─── EXCERPTED RECORDS ───

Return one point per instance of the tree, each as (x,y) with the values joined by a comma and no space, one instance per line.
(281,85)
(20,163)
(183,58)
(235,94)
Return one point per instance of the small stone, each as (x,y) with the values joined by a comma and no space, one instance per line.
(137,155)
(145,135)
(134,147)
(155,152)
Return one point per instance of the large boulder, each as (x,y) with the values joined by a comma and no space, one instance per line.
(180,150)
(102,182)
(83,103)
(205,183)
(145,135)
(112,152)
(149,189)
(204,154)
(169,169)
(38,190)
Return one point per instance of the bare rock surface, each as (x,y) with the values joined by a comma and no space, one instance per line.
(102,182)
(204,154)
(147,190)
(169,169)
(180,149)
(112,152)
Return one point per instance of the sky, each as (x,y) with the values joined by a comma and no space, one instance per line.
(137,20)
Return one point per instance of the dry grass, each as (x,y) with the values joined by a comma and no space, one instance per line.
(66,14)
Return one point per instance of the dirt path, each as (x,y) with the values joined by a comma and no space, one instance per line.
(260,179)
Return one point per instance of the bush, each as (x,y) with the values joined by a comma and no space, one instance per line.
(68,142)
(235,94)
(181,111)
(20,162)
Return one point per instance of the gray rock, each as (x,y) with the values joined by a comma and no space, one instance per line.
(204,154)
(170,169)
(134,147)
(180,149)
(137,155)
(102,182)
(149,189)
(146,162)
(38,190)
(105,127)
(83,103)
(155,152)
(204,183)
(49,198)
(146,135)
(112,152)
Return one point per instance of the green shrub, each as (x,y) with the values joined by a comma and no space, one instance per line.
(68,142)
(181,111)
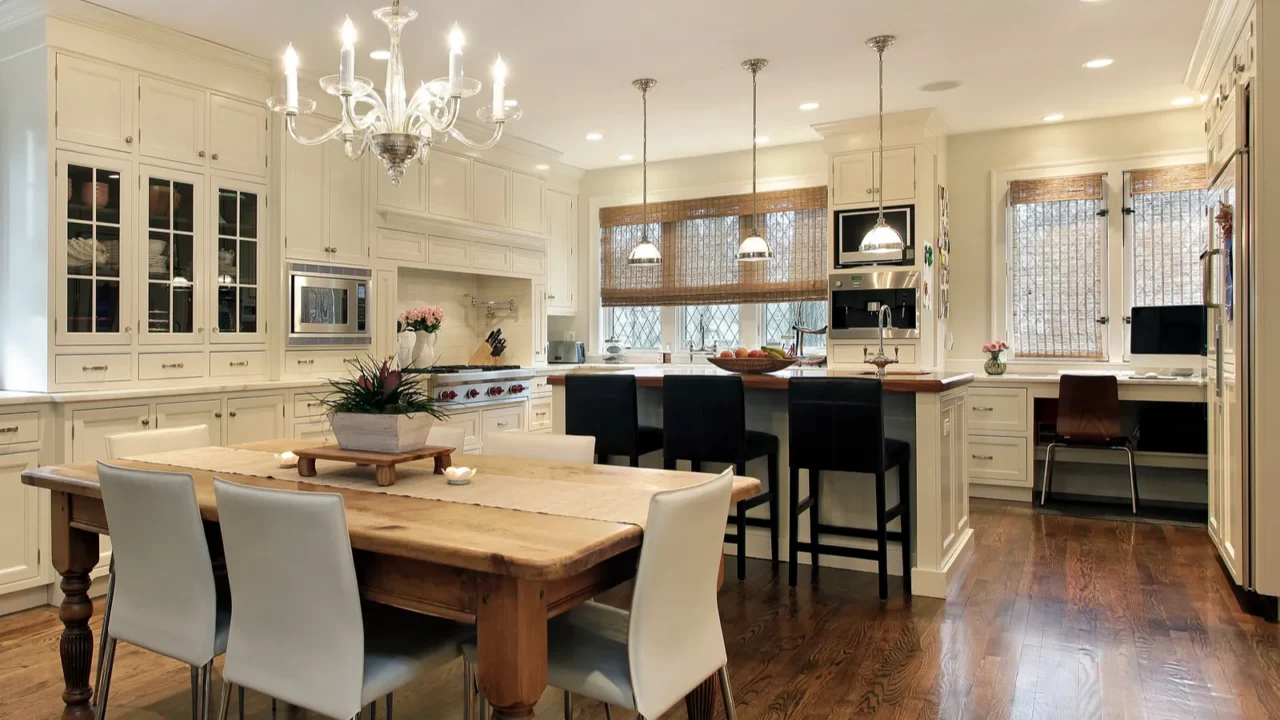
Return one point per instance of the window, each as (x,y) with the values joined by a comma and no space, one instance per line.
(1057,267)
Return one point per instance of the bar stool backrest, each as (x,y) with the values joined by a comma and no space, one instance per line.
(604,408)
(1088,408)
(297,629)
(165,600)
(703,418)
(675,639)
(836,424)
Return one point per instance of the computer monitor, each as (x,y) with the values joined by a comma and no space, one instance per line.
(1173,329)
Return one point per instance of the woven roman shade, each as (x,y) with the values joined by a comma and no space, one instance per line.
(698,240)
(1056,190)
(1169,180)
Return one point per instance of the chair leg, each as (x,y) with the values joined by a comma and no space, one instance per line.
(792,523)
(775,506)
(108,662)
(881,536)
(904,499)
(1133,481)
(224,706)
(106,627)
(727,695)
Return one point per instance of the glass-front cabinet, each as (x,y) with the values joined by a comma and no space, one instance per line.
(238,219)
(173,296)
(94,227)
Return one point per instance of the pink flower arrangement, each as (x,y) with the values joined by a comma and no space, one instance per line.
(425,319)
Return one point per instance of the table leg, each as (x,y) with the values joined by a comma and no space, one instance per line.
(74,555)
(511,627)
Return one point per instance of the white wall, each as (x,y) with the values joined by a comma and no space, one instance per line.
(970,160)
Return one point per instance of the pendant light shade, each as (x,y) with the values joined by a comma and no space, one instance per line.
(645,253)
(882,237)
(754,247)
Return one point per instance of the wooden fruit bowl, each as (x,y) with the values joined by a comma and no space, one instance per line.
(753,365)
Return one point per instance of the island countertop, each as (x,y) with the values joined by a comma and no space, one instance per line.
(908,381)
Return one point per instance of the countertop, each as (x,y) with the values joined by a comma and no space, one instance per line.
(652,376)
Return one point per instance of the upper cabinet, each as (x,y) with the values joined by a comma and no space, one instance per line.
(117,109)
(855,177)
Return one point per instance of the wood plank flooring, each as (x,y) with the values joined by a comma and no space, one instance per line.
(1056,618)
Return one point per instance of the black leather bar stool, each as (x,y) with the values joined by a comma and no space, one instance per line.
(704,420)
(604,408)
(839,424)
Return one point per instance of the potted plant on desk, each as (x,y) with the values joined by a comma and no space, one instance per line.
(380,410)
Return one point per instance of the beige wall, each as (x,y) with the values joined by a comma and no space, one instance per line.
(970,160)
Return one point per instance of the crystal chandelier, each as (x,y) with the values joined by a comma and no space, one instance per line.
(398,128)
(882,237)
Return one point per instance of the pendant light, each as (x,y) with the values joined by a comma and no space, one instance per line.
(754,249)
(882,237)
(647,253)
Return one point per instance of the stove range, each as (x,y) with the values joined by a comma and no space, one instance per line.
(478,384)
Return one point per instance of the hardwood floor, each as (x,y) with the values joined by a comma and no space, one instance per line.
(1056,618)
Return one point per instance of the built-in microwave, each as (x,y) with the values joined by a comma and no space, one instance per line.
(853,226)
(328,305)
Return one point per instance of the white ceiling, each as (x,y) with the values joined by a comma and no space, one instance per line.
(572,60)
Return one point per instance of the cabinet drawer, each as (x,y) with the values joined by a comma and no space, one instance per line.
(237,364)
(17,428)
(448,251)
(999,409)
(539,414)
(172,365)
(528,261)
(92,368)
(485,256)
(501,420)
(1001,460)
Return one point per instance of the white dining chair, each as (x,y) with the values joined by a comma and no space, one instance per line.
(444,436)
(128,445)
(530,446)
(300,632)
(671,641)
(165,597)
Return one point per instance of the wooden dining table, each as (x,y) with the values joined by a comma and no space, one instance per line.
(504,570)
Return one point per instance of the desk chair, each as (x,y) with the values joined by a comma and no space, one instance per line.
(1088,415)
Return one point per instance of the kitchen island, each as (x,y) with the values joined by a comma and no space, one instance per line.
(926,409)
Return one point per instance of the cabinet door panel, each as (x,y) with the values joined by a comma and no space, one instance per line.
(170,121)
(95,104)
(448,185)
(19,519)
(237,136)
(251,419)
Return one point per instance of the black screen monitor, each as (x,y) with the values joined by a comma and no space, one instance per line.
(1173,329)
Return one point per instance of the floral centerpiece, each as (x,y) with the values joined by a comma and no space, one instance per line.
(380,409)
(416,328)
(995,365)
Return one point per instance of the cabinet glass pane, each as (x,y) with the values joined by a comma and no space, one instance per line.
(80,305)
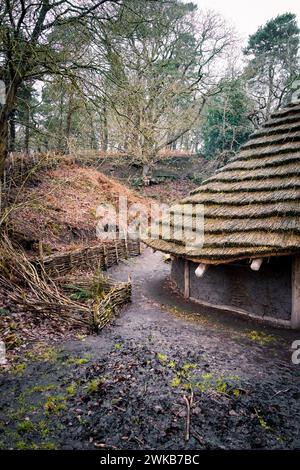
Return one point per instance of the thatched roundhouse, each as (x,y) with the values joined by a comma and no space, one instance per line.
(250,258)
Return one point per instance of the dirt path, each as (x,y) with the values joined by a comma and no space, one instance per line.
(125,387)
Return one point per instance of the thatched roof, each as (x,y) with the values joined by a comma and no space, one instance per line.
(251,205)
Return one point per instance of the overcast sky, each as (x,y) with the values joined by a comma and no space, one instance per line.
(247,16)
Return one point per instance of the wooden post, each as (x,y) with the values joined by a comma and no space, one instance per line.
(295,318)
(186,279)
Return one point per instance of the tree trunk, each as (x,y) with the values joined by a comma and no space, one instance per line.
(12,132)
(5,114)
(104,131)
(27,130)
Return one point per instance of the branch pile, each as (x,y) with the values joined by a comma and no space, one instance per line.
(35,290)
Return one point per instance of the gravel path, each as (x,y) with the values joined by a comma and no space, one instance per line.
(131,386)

───
─── EXCERPTED RECORDS ───

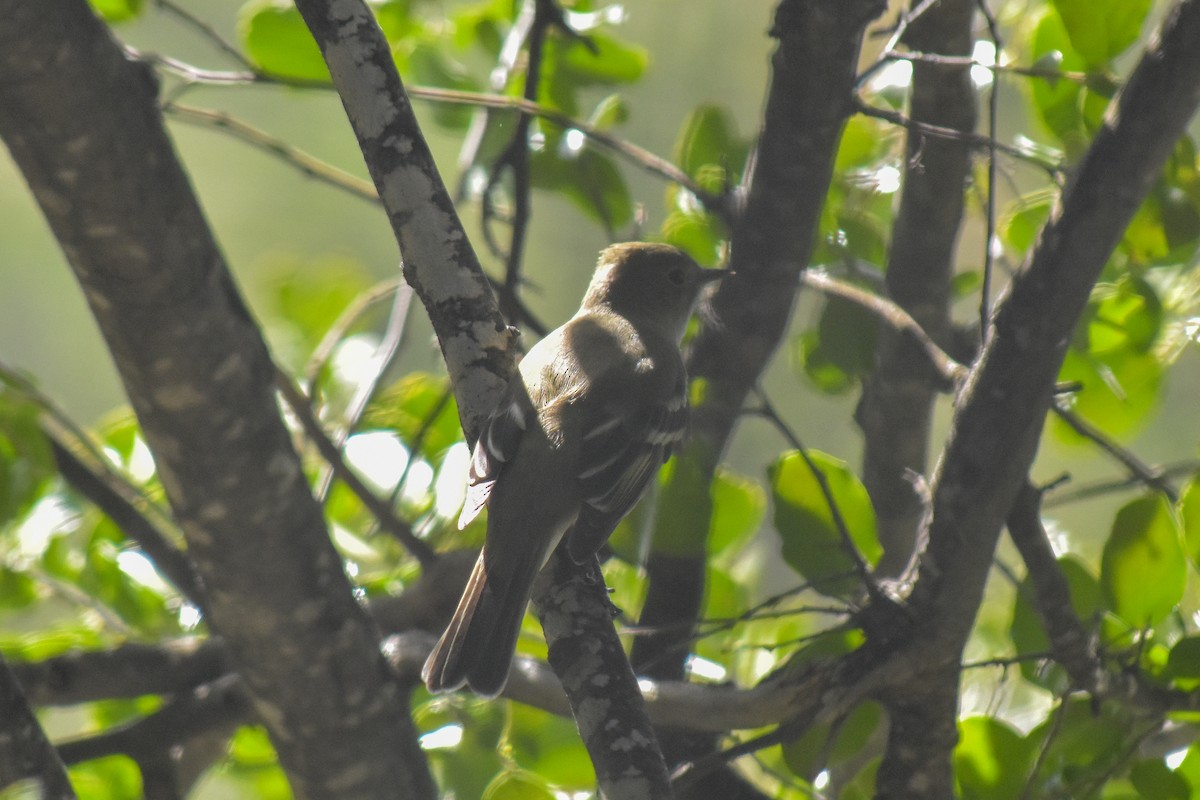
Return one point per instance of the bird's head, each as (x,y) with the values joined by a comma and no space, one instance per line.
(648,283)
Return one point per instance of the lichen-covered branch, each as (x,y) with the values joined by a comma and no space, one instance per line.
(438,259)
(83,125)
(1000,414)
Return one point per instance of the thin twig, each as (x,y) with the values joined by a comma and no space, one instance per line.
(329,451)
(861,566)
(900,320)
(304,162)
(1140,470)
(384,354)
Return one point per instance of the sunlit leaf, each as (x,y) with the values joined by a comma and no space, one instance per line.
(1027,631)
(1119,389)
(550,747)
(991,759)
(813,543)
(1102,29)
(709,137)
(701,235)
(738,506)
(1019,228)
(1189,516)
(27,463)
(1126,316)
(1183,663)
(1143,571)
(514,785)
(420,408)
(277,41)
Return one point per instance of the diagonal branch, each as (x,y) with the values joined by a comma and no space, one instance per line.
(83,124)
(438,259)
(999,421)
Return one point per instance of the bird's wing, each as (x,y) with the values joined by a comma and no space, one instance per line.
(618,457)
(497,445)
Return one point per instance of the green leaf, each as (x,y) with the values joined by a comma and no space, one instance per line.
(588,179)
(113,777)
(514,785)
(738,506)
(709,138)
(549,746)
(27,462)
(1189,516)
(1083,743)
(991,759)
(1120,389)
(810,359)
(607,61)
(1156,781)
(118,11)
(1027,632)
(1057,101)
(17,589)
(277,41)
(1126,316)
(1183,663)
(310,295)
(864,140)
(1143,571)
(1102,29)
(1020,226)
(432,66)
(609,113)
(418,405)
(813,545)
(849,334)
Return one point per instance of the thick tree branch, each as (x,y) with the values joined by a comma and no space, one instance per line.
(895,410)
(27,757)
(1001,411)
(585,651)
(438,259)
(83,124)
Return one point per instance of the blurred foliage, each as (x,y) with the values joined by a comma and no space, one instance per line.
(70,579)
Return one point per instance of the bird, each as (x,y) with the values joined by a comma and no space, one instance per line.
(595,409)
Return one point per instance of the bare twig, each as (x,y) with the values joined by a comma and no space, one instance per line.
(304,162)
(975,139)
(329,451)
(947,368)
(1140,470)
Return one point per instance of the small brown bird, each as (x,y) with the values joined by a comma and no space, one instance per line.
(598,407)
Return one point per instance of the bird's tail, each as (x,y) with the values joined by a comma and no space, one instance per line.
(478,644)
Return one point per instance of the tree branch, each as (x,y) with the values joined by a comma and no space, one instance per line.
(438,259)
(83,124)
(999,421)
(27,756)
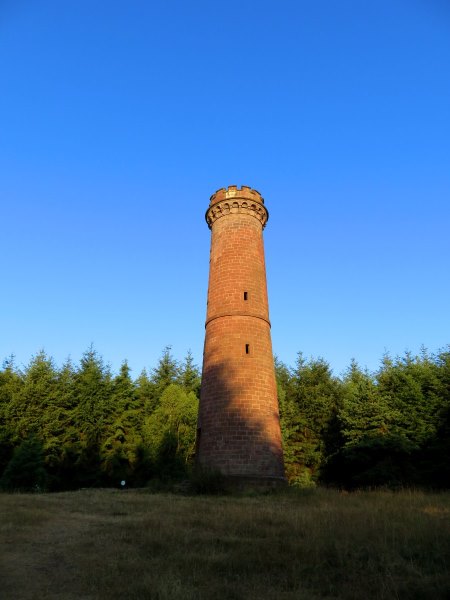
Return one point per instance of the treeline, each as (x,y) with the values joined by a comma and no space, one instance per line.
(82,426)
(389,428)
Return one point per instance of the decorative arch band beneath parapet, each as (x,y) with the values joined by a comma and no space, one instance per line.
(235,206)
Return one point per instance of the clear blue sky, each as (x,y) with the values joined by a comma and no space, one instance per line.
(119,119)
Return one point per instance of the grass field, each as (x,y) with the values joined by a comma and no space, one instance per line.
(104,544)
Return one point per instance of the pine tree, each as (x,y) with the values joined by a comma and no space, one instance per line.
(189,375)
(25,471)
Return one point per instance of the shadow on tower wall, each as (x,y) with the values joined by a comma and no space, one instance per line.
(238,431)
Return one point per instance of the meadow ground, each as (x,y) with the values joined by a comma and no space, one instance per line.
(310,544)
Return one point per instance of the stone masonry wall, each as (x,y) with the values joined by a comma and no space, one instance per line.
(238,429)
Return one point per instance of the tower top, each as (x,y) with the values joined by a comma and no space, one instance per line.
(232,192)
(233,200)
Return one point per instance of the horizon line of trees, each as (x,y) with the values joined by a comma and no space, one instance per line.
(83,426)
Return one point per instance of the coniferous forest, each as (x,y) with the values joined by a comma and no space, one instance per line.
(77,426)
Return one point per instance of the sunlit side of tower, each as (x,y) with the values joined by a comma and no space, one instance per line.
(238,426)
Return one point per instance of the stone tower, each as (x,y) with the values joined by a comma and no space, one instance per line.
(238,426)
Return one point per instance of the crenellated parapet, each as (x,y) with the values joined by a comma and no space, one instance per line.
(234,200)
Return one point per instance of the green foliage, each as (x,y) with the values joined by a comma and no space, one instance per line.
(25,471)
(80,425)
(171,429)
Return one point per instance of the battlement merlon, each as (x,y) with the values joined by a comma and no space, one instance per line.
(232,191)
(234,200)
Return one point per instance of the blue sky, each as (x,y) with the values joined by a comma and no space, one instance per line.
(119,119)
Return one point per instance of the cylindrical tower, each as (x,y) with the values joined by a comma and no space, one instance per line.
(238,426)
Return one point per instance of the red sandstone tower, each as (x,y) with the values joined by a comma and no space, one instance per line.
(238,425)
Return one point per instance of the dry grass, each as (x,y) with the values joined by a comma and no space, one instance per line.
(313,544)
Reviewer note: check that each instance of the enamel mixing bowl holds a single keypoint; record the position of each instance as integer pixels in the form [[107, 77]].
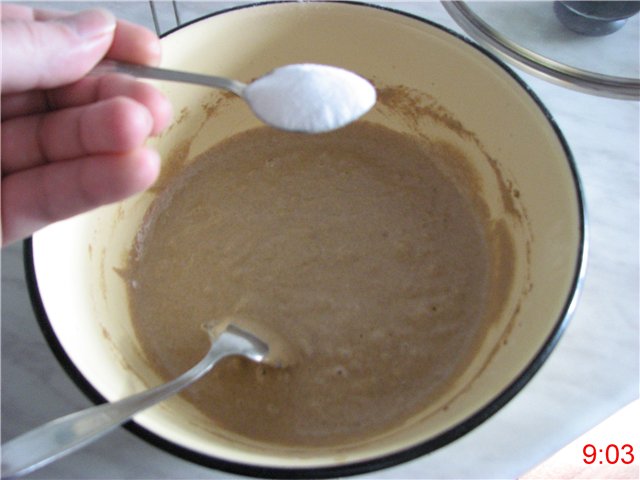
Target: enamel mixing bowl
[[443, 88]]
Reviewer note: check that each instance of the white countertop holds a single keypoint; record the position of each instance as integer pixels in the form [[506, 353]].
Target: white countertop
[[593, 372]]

───
─── EXCERPTED RECORDS ───

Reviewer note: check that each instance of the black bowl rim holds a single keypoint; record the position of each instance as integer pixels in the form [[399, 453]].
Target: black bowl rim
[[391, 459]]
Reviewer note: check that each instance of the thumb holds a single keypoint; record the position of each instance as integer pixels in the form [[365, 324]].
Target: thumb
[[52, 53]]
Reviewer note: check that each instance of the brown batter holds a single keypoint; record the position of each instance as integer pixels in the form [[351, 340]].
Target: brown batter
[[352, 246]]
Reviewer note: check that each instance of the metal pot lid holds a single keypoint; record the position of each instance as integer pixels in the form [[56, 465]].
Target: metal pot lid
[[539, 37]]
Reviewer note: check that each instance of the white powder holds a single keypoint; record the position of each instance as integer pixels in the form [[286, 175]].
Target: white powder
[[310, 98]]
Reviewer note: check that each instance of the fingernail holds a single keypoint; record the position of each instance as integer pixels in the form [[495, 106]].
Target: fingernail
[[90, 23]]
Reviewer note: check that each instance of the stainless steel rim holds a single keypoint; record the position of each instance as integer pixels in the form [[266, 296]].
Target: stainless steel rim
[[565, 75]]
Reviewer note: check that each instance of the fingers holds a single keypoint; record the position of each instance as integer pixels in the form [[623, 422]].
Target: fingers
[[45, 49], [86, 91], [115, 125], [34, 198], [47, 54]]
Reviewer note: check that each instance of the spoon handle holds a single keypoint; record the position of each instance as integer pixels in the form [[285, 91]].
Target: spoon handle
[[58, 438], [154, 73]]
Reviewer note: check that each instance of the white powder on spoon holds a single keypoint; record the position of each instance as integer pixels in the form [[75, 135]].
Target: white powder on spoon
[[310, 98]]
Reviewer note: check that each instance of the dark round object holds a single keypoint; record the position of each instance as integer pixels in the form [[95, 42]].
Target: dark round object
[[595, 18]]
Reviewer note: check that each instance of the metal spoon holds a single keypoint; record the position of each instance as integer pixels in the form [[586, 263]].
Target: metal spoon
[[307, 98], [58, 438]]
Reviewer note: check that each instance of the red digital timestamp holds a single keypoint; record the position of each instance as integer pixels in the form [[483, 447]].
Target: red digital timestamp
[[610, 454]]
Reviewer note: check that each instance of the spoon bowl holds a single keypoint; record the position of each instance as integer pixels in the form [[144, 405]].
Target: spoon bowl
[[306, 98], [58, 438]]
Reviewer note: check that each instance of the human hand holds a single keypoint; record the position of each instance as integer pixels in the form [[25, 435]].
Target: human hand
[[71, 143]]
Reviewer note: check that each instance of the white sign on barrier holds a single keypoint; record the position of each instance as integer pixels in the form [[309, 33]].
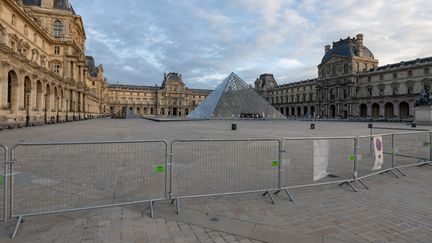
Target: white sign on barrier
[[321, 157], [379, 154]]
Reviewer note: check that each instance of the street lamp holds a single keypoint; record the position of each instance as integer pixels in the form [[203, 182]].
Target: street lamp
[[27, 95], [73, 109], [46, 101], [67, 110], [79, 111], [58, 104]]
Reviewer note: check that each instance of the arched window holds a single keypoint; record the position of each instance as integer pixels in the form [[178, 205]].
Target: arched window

───

:: ABOUT THIS EXERCISE ::
Those lines of the records that contain the string "arched" should be identified and copied.

:: OUTPUT ::
Reviewer note: check that each instance of the arched window holds a single keypoint; record the position of each instance as integer pixels in the form [[178, 205]].
Target: arched window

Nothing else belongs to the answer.